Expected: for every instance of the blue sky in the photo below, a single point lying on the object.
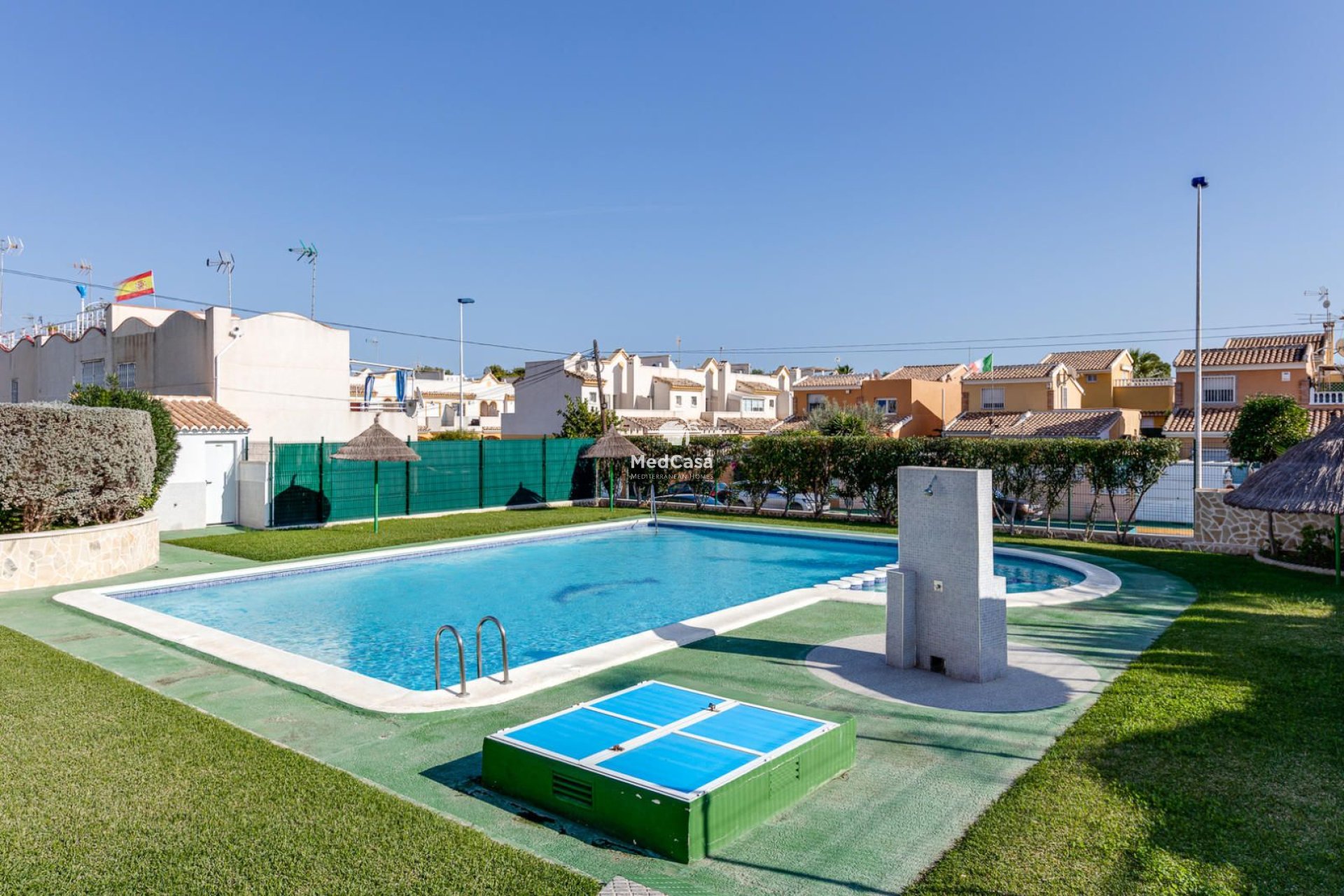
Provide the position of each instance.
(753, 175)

#####

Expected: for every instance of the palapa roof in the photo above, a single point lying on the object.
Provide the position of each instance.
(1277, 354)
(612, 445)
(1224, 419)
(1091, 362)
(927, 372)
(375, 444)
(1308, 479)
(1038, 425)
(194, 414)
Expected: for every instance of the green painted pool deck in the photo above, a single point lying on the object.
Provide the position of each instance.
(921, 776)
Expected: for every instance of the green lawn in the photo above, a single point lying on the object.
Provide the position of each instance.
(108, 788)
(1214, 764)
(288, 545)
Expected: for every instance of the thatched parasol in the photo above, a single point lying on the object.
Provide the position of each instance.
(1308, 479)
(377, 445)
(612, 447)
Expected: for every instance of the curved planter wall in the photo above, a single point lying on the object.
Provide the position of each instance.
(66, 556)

#####

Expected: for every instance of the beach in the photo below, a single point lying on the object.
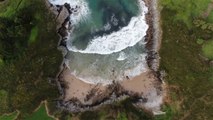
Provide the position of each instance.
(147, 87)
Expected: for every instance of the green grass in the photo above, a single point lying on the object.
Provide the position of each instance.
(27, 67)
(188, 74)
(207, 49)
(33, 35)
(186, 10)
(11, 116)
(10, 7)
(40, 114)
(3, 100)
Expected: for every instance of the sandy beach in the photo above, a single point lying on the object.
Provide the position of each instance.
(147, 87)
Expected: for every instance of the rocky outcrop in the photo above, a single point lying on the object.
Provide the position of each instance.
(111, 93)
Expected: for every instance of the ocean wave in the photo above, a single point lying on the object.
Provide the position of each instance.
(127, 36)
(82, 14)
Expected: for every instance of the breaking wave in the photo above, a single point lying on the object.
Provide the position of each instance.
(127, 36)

#####

GEGEVEN OPDRACHT → Bepaal in hoeveel regels van de items de tekenreeks "wave" voorkomt, en geef alleen dat aantal.

OPLOSSING → 2